* _INSTRUCTIONS TO FOLLOW_
From the patch discussion below, return everything from "On 02.11.2015 21:28, Peter" down to "insertion(+), 1 deletion(-)", copied word for word.

* _EXTRACT TO READ_

On 02.11.2015 21:28, Peter Maydell wrote:
> On 2 November 2015 at 17:51, Sergey Fedorov <[email protected]> wrote:
>> CPU singlestep is done by generating a debug internal exception. Do not
>> raise a real CPU exception in case of singlestepping.
>>
>> Signed-off-by: Sergey Fedorov <[email protected]>
>> ---
>> target-arm/op_helper.c | 2 +-
>> 1 file changed, 1 insertion(+), 1 deletion(-)
>>
>> diff --git a/target-arm/op_helper.c b/target-arm/op_helper.c
>> index 7929c71..67d9ffb 100644
>> --- a/target-arm/op_helper.c
>> +++ b/target-arm/op_helper.c
>> @@ -909,7 +909,7 @@ void arm_debug_excp_handler(CPUState *cs)

* _SUPPLIED DATA_
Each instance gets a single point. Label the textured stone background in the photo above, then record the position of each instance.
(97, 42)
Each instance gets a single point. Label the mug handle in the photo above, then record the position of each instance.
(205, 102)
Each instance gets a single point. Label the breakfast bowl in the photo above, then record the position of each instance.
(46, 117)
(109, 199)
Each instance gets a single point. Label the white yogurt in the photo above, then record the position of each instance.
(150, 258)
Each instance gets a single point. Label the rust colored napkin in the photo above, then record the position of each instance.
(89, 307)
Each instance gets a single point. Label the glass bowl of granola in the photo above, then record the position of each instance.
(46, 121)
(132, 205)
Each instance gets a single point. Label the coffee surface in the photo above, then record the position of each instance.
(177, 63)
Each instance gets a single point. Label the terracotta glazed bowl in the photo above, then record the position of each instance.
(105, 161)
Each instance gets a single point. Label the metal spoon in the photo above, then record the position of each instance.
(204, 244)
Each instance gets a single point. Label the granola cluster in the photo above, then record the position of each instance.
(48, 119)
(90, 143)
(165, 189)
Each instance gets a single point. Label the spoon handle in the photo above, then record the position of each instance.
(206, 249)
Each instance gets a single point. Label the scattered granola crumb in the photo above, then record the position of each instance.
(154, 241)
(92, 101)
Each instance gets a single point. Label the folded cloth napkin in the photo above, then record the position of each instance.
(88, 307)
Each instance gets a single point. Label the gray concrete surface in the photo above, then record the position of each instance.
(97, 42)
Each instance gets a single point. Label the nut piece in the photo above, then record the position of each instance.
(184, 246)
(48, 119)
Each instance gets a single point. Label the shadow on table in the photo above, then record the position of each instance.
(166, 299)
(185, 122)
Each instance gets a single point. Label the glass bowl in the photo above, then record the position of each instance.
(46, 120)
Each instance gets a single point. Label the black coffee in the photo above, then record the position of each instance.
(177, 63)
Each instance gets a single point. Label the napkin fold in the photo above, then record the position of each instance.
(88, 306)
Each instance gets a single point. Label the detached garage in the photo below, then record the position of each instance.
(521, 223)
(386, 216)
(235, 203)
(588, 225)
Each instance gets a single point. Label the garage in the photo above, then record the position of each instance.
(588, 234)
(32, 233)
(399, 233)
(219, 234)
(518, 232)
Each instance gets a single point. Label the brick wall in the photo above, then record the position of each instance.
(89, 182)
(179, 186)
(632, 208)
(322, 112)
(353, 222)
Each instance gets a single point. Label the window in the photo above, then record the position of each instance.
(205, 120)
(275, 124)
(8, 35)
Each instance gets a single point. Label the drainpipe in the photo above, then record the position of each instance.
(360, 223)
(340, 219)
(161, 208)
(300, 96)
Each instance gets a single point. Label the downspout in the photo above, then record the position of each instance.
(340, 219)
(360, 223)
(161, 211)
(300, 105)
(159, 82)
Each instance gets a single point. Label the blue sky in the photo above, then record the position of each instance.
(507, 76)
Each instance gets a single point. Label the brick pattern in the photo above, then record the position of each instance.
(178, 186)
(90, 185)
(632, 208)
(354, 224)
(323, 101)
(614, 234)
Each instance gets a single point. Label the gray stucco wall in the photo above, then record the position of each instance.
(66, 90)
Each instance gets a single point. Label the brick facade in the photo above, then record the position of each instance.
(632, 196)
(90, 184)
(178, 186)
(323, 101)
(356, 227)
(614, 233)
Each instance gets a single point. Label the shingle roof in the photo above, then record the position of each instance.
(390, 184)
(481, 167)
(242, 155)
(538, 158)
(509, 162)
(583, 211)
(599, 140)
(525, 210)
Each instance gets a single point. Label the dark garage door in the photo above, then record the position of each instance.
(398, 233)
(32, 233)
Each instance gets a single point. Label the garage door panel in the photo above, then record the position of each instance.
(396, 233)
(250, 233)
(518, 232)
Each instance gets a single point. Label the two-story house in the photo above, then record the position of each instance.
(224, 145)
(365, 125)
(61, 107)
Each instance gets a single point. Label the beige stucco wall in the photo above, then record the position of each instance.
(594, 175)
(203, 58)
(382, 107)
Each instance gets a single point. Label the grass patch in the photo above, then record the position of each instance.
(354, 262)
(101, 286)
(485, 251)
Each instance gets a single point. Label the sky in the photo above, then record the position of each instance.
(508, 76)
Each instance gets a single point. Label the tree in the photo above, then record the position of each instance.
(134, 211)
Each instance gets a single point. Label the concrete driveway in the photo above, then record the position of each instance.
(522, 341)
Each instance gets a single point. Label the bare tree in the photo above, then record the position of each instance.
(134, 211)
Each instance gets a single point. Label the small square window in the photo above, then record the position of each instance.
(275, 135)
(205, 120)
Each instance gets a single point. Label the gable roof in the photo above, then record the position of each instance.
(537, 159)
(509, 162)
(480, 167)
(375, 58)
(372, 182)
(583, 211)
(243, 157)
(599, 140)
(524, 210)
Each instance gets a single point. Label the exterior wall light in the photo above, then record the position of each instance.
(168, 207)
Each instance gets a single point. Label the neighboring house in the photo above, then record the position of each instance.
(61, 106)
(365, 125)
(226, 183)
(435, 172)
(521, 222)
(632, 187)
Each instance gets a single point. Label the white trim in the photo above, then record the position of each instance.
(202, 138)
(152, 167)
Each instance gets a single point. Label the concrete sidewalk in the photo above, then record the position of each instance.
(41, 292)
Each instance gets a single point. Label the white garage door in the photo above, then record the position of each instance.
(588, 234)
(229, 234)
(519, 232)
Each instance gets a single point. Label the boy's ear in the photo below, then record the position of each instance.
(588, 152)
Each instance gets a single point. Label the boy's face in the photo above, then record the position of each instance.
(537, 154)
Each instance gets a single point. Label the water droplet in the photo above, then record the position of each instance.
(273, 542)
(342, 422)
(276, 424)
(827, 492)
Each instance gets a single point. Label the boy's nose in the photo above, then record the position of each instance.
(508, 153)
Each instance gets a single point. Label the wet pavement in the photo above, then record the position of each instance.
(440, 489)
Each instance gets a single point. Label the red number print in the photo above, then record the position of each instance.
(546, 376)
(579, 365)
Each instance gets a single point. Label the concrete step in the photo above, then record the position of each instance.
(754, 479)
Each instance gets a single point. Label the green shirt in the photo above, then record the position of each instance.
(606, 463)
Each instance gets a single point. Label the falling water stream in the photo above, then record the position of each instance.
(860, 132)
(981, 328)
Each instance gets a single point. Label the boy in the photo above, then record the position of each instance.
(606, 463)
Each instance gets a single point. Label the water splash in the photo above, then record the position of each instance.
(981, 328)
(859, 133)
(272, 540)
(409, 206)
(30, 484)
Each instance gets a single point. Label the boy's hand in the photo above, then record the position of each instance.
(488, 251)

* _ANSWER IN FULL_
On 02.11.2015 21:28, Peter Maydell wrote:
> On 2 November 2015 at 17:51, Sergey Fedorov <[email protected]> wrote:
>> CPU singlestep is done by generating a debug internal exception. Do not
>> raise a real CPU exception in case of singlestepping.
>>
>> Signed-off-by: Sergey Fedorov <[email protected]>
>> ---
>> target-arm/op_helper.c | 2 +-
>> 1 file changed, 1 insertion(+), 1 deletion(-)